## STATED GOAL
Report how many lines in the entries below contain the string "Category", counting only matches with the same case. Give the number alone.

Excerpts from a detection dataset:
◆ ◆ ◆ ◆ ◆ ◆ ◆

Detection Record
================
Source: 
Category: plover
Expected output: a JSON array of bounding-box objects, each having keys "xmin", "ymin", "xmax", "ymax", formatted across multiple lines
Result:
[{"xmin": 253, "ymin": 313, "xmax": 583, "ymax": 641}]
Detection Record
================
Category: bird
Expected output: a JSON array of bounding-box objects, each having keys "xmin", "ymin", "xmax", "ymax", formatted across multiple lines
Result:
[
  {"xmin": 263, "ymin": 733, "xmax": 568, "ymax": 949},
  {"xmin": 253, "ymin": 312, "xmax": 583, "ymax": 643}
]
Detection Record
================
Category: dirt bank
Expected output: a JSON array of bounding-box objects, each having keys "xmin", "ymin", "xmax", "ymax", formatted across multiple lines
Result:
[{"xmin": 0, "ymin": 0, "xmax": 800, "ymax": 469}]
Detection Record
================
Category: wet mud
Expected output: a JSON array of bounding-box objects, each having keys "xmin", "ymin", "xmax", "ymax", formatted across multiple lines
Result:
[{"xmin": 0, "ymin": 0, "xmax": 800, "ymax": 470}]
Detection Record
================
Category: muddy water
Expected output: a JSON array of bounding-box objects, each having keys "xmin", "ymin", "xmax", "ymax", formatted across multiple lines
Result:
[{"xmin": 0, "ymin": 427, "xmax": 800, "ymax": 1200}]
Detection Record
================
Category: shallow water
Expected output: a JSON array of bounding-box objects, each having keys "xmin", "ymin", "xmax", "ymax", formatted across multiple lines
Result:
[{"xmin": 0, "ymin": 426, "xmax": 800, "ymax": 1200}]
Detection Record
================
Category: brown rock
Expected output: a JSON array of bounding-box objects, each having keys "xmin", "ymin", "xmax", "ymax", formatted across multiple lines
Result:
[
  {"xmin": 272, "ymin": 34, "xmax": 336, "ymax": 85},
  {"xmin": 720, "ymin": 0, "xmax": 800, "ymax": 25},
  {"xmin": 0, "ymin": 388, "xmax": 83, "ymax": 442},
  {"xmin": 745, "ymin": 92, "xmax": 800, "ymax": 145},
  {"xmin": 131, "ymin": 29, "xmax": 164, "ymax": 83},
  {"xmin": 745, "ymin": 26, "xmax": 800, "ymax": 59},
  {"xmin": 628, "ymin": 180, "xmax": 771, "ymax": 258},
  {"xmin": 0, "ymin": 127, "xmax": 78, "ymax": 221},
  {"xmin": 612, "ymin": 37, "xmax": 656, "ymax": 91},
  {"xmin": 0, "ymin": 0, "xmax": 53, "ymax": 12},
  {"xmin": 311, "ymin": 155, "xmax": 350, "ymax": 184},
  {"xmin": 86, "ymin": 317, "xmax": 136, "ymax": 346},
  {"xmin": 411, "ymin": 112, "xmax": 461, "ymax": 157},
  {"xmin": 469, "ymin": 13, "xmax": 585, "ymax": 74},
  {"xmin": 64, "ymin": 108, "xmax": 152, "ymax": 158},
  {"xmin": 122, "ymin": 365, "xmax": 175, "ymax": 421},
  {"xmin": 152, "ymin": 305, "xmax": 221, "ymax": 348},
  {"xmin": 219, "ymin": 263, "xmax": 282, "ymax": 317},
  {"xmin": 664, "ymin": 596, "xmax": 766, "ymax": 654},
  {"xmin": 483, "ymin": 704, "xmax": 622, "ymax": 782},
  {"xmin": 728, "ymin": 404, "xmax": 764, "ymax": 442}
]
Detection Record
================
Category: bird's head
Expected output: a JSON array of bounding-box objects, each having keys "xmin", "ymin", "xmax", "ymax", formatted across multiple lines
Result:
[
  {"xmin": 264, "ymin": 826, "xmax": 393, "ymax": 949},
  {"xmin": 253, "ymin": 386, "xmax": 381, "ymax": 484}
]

◆ ◆ ◆ ◆ ◆ ◆ ◆

## WRITTEN RESPONSE
8